Construction rates in Los Angeles are reportedly taking a nosedive, with permit approvals for April, May, and June down 45 percent over last year’s figures.
UrbanizeLA reported that the Los Angeles Department of Building and Safety (LADBS) documented a 15 percent decrease in inspections and a 31 percent decrease in plan checks.
Overall, it’s not a pretty picture for the industry. L.A.’s construction sector is estimated to have lost 2,670 jobs (25 percent) since March 2020. It is, of course, not the only industry to wither because of the COVID-19 pandemic. L.A.’s Controller’s Office reported that, although Los Angeles firms brought back 50,000 jobs in June 2020, the city has an estimated 200,000 fewer jobs than in pre-pandemic times.
The industry’s doom and gloom comes the same year as the defeat of Senate Bill 50 (SB-50), a controversial measure that would have allowed denser housing development around public transportation nodes in order to ameliorate the state’s housing crunch, sprawl, and greenhouse gas emissions. The bill, introduced by the San Francisco–area State Senator Scott Wiener, would have allowed multifamily buildings up to five stories tall to be constructed as-of-right in target areas. Stakeholders disagreed on whether SB-50 would have provided enough affordable housing, argued about the extent of gentrification new development could engender, and roused an army of residents opposed to neighborhood upzonings. This year marked the third time the bill has been defeated, although California State Senate President pro Tempore Toni Atkins said in a January tweet that she will work on another, SB-50–adjacent bill that could pass this year.
But there is a bright spot in the forecast: LADBS said that building permits worth $7.8 billion were issued over the past four quarters, which represent a one percent increase over the previous year’s figure. UrbanizeLA speculated that this modest increase was likely due to gigantic projects like the $5.5 billion Landside Access Modernization Program (LAMP), a project that includes a multimodal transportation facility at Los Angeles International Airport (LAX) and a 2.25-mile people mover train to connect the airport to the city’s Metro Rail.

== == ==

» **DIRECTIONS**:
#1 In the article on Los Angeles construction, by what percentage did permit approvals for April, May, and June fall compared with last year's figures?
#2 From the article on Los Angeles construction, reproduce word for word the passage starting with "UrbanizeLA reported that" and going on through "in pre-pandemic times.".

== == ==

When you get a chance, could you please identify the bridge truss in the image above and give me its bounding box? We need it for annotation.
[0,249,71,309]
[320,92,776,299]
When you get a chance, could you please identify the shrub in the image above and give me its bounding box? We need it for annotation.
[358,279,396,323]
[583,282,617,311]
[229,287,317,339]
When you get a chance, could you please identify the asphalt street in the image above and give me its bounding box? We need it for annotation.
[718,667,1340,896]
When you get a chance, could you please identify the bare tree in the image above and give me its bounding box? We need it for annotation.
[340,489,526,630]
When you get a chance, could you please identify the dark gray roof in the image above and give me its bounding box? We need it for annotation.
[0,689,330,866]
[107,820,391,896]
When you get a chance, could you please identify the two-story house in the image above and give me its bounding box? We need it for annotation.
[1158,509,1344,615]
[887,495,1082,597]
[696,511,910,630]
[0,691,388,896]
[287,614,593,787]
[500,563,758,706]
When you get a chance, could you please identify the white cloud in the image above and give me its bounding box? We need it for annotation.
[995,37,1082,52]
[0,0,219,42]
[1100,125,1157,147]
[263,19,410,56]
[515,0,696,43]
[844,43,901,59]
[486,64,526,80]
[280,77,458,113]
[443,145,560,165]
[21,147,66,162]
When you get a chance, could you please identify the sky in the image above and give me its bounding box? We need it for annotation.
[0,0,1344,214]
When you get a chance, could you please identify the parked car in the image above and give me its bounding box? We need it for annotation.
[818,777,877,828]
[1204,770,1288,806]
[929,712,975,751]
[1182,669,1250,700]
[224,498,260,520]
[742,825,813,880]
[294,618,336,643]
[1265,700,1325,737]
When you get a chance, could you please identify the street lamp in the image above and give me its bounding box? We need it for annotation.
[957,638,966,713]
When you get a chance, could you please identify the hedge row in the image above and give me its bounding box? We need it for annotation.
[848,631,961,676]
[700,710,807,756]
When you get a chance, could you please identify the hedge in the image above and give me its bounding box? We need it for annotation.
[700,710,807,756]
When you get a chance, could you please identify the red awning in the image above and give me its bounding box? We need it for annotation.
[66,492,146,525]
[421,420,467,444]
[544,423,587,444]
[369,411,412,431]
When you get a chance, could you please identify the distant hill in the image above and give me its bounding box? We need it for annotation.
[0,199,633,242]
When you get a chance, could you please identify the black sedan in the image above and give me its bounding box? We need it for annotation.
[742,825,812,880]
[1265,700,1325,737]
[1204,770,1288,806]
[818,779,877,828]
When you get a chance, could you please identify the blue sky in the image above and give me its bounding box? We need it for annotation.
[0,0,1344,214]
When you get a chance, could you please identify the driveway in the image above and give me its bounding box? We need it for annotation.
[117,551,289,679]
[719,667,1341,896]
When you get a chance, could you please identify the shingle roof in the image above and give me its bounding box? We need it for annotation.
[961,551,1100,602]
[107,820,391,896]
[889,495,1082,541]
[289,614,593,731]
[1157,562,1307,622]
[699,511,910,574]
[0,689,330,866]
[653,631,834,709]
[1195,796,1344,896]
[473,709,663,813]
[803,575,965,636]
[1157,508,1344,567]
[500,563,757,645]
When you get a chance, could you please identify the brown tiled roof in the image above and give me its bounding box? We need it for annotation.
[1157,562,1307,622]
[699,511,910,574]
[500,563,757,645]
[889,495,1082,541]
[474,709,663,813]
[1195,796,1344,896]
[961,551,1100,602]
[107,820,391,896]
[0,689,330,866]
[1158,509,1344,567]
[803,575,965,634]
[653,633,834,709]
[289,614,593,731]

== == ==

» **ANSWERS GIVEN**:
#1 45 percent

#2
UrbanizeLA reported that the Los Angeles Department of Building and Safety (LADBS) documented a 15 percent decrease in inspections and a 31 percent decrease in plan checks.
Overall, it’s not a pretty picture for the industry. L.A.’s construction sector is estimated to have lost 2,670 jobs (25 percent) since March 2020. It is, of course, not the only industry to wither because of the COVID-19 pandemic. L.A.’s Controller’s Office reported that, although Los Angeles firms brought back 50,000 jobs in June 2020, the city has an estimated 200,000 fewer jobs than in pre-pandemic times.